Exercise brief ::
Set down every record below exactly as it stands, minus the pictures.
---------- Data for this task
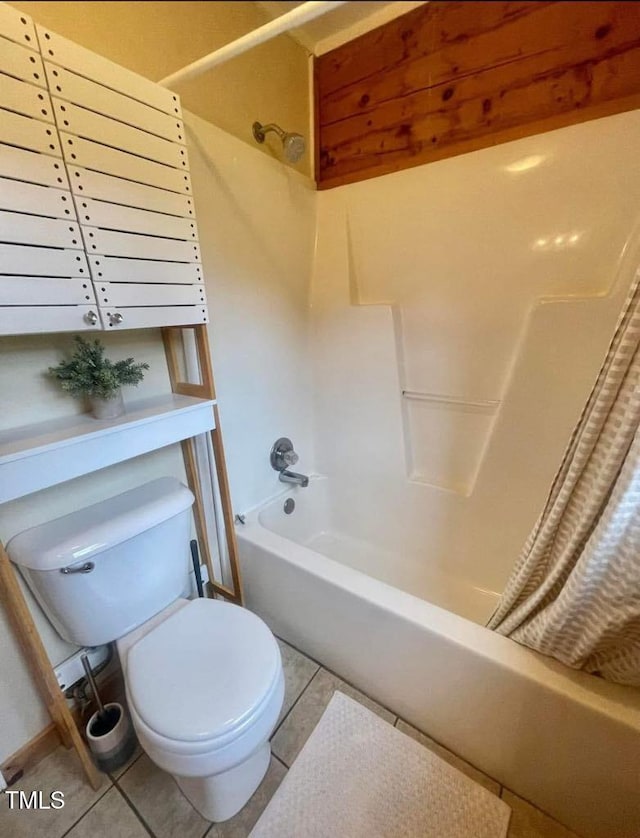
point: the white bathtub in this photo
(567, 741)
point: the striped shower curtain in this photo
(574, 593)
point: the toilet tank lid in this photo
(88, 532)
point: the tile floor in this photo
(140, 800)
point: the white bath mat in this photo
(359, 777)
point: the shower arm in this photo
(259, 131)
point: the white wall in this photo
(31, 396)
(256, 225)
(490, 277)
(257, 229)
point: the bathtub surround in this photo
(574, 591)
(565, 740)
(258, 255)
(488, 284)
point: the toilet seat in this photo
(203, 676)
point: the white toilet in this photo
(203, 677)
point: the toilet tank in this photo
(100, 572)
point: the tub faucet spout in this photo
(287, 476)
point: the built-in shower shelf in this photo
(38, 456)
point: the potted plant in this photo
(89, 374)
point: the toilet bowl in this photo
(205, 688)
(203, 677)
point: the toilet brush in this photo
(109, 732)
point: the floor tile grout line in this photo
(458, 756)
(115, 779)
(288, 713)
(133, 808)
(282, 763)
(337, 675)
(86, 811)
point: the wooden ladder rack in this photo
(13, 598)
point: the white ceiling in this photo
(339, 26)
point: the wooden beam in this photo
(452, 77)
(27, 634)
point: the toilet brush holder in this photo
(111, 737)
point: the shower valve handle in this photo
(282, 454)
(290, 458)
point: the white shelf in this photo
(39, 456)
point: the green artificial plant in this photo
(89, 373)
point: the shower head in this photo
(293, 144)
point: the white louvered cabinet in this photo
(45, 283)
(123, 142)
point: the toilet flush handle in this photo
(87, 567)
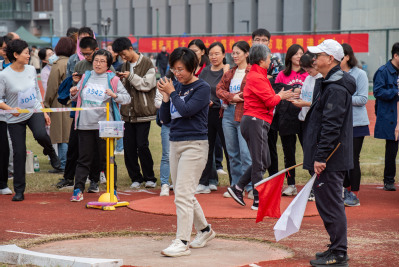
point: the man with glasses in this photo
(328, 124)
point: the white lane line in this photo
(23, 233)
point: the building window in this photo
(43, 5)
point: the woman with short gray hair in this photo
(259, 102)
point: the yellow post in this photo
(107, 151)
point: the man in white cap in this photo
(327, 125)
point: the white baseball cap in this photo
(330, 47)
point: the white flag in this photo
(290, 221)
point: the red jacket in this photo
(259, 96)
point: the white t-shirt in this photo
(307, 93)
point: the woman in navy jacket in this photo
(386, 93)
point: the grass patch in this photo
(372, 164)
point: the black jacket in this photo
(329, 122)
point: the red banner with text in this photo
(278, 43)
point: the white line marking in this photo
(23, 233)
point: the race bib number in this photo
(94, 94)
(27, 99)
(235, 86)
(173, 111)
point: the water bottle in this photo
(36, 166)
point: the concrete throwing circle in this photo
(146, 251)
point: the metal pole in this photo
(51, 30)
(157, 10)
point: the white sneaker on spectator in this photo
(213, 187)
(164, 190)
(221, 172)
(176, 249)
(150, 184)
(202, 189)
(251, 194)
(103, 179)
(290, 191)
(202, 238)
(135, 185)
(5, 191)
(226, 194)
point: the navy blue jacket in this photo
(329, 122)
(386, 94)
(191, 101)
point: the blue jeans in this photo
(237, 148)
(119, 145)
(62, 150)
(165, 167)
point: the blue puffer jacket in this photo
(386, 93)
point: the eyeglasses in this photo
(87, 54)
(320, 54)
(176, 71)
(99, 62)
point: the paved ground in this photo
(373, 227)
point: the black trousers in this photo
(136, 146)
(352, 177)
(73, 155)
(214, 129)
(327, 189)
(272, 142)
(391, 151)
(92, 155)
(289, 148)
(4, 155)
(17, 131)
(255, 131)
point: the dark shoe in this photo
(389, 187)
(330, 258)
(56, 171)
(55, 161)
(320, 255)
(93, 188)
(64, 183)
(18, 197)
(236, 195)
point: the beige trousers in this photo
(187, 161)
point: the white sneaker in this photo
(290, 191)
(5, 191)
(135, 185)
(103, 179)
(226, 194)
(221, 172)
(176, 249)
(164, 190)
(213, 187)
(251, 194)
(202, 189)
(150, 184)
(202, 238)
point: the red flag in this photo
(270, 198)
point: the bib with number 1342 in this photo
(27, 98)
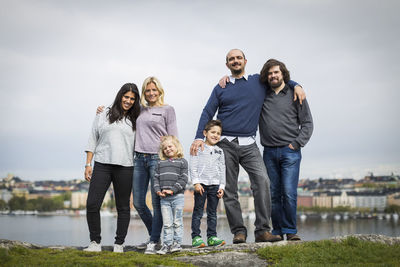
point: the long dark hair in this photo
(272, 63)
(116, 113)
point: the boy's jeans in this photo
(172, 209)
(210, 193)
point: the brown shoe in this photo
(239, 238)
(268, 237)
(292, 237)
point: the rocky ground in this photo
(227, 256)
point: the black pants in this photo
(103, 175)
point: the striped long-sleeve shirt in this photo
(208, 167)
(171, 174)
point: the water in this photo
(73, 230)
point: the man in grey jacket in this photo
(285, 126)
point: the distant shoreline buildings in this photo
(373, 193)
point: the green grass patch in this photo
(350, 252)
(20, 256)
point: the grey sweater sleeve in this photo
(306, 125)
(94, 135)
(157, 186)
(182, 178)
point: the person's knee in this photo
(93, 206)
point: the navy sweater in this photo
(239, 106)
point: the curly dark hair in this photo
(272, 63)
(116, 113)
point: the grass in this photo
(20, 256)
(350, 252)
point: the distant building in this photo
(5, 195)
(369, 200)
(304, 199)
(78, 199)
(393, 199)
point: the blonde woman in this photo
(156, 119)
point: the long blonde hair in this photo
(160, 89)
(175, 142)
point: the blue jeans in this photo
(144, 168)
(249, 157)
(172, 209)
(283, 166)
(210, 193)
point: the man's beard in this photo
(236, 72)
(275, 85)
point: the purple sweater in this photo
(152, 123)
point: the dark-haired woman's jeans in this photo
(283, 166)
(103, 175)
(145, 165)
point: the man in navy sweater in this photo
(239, 105)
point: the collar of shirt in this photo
(232, 79)
(242, 140)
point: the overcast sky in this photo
(61, 59)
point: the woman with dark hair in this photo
(156, 120)
(111, 143)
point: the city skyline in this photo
(60, 60)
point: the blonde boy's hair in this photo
(160, 89)
(173, 140)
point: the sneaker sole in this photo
(219, 245)
(200, 246)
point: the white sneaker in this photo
(151, 248)
(175, 247)
(143, 245)
(164, 250)
(118, 248)
(93, 247)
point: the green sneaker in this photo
(215, 241)
(197, 242)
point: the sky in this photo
(59, 60)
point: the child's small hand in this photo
(198, 188)
(220, 193)
(168, 192)
(160, 194)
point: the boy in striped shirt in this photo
(207, 171)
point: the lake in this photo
--------------------
Solution for this task ::
point: the white bathtub in this photo
(567, 741)
point: the striped shower curtain in this photo
(574, 593)
point: the toilet tank lid in this photo
(88, 532)
point: the tile floor in this photo
(140, 800)
point: the white bath mat in this photo
(359, 777)
point: the shower arm in this photo
(259, 131)
point: the white wall in this photo
(31, 396)
(256, 225)
(490, 277)
(257, 229)
point: the bathtub surround in this photo
(574, 591)
(565, 740)
(258, 255)
(488, 284)
point: the toilet seat in this photo
(203, 676)
point: the white toilet in this photo
(203, 677)
point: the toilet tank in this photo
(100, 572)
point: the tub faucet spout in this photo
(287, 476)
point: the built-in shower shelf in this photo
(38, 456)
point: the potted plant in this photo
(89, 374)
point: the toilet bowl in this photo
(205, 688)
(203, 677)
point: the toilet brush in this photo
(109, 732)
point: the floor tile grout line in this photo
(458, 756)
(115, 779)
(288, 713)
(133, 808)
(282, 763)
(337, 675)
(86, 811)
point: the wooden ladder rack in this photo
(13, 598)
point: the white ceiling in this photo
(339, 26)
point: the wooden beam in this photo
(452, 77)
(27, 634)
point: the toilet brush holder in this photo
(111, 737)
point: the shower valve handle in this photo
(282, 454)
(290, 458)
point: the white shelf in this photo
(39, 456)
point: the green artificial plant in this photo
(89, 373)
point: the shower head in this photo
(293, 144)
point: the white louvered cabinet in this photo
(45, 283)
(123, 142)
point: the toilet flush handle in this photo
(87, 567)
point: the man with glasses in this photo
(328, 124)
point: the white lane line in this photo
(23, 233)
point: the building window in this photo
(43, 5)
point: the woman with short gray hair in this photo
(259, 102)
point: the yellow post in this photo
(107, 151)
point: the man in white cap in this photo
(327, 125)
point: the white baseball cap in this photo
(330, 47)
point: the white flag in this photo
(290, 221)
point: the red jacket in this photo
(259, 96)
point: the white t-shirt in this photo
(307, 93)
point: the woman in navy jacket in this photo
(386, 93)
point: the grass patch in this photo
(372, 164)
point: the black jacket in this photo
(329, 122)
point: the red banner with text in this photo
(278, 43)
point: the white line marking in this photo
(23, 233)
point: the race bib number in this photo
(94, 94)
(27, 99)
(235, 86)
(173, 111)
point: the water bottle in this photo
(36, 166)
point: the concrete throwing circle in this photo
(146, 251)
point: the metal pole in this photo
(51, 30)
(157, 10)
point: the white sneaker on spectator in this photo
(213, 187)
(164, 190)
(221, 172)
(176, 249)
(150, 184)
(202, 189)
(251, 194)
(103, 179)
(290, 191)
(202, 238)
(135, 185)
(5, 191)
(226, 194)
point: the navy blue jacket in this photo
(329, 122)
(386, 94)
(191, 101)
point: the blue jeans in this photo
(237, 148)
(119, 145)
(62, 150)
(165, 167)
point: the blue puffer jacket in this photo
(386, 93)
point: the eyeglasses in this photo
(87, 54)
(320, 54)
(176, 71)
(99, 62)
point: the paved ground in this photo
(373, 227)
point: the black trousers in this photo
(136, 146)
(352, 177)
(73, 155)
(214, 129)
(327, 189)
(272, 142)
(391, 151)
(92, 155)
(289, 148)
(4, 155)
(17, 131)
(255, 131)
point: the dark shoe in this photo
(389, 187)
(330, 258)
(56, 171)
(55, 161)
(320, 255)
(93, 188)
(64, 183)
(18, 197)
(236, 195)
point: the beige trousers in this photo
(187, 161)
point: the white sneaker in this photo
(290, 191)
(5, 191)
(135, 185)
(103, 179)
(226, 194)
(221, 172)
(176, 249)
(164, 190)
(213, 187)
(251, 194)
(202, 189)
(150, 184)
(202, 238)
point: the red flag in this photo
(270, 198)
point: the bib with number 1342 in this photo
(27, 98)
point: the long dark hair in this photo
(272, 63)
(116, 113)
point: the boy's jeans in this photo
(172, 209)
(210, 193)
point: the brown shoe in this photo
(239, 238)
(268, 237)
(292, 237)
point: the rocky ground in this photo
(227, 256)
point: the black pants in this photo
(103, 175)
point: the striped long-sleeve shirt in this photo
(208, 167)
(171, 174)
point: the water in this photo
(73, 230)
point: the man in grey jacket in this photo
(285, 126)
point: the distant shoreline buildings in this photo
(373, 193)
point: the green grass patch in this photo
(350, 252)
(20, 256)
point: the grey sweater sleeve in this photo
(306, 125)
(94, 135)
(157, 186)
(182, 178)
point: the person's knee in this photo
(93, 206)
point: the navy sweater in this photo
(239, 106)
point: the curly dark hair in this photo
(272, 63)
(116, 113)
point: the grass in this photo
(20, 256)
(350, 252)
point: the distant building in this photo
(5, 195)
(369, 200)
(304, 199)
(78, 199)
(393, 199)
point: the blonde woman in this photo
(156, 119)
point: the long blonde hair in this photo
(160, 89)
(175, 142)
point: the blue jeans in this photo
(144, 168)
(249, 157)
(172, 209)
(283, 166)
(210, 193)
point: the man's beard in this photo
(236, 72)
(275, 85)
point: the purple sweater in this photo
(152, 123)
point: the dark-haired woman's jeans in this photo
(283, 166)
(103, 175)
(145, 165)
point: the man in navy sweater in this photo
(239, 105)
point: the collar of shirt in this photo
(232, 79)
(242, 140)
point: the overcast sky in this photo
(61, 59)
point: the woman with dark hair in this photo
(156, 120)
(111, 143)
point: the city skyline in this photo
(60, 60)
point: the blonde boy's hair in this photo
(160, 89)
(173, 140)
point: the sneaker sole in this photo
(219, 245)
(200, 246)
point: the white sneaker in this photo
(151, 248)
(175, 247)
(143, 245)
(164, 250)
(118, 248)
(93, 247)
point: the green sneaker in this photo
(215, 241)
(197, 242)
point: the sky in this photo
(59, 60)
point: the child's small hand in this photo
(198, 188)
(220, 193)
(168, 192)
(160, 194)
point: the boy in striped shirt in this photo
(207, 171)
point: the lake in this photo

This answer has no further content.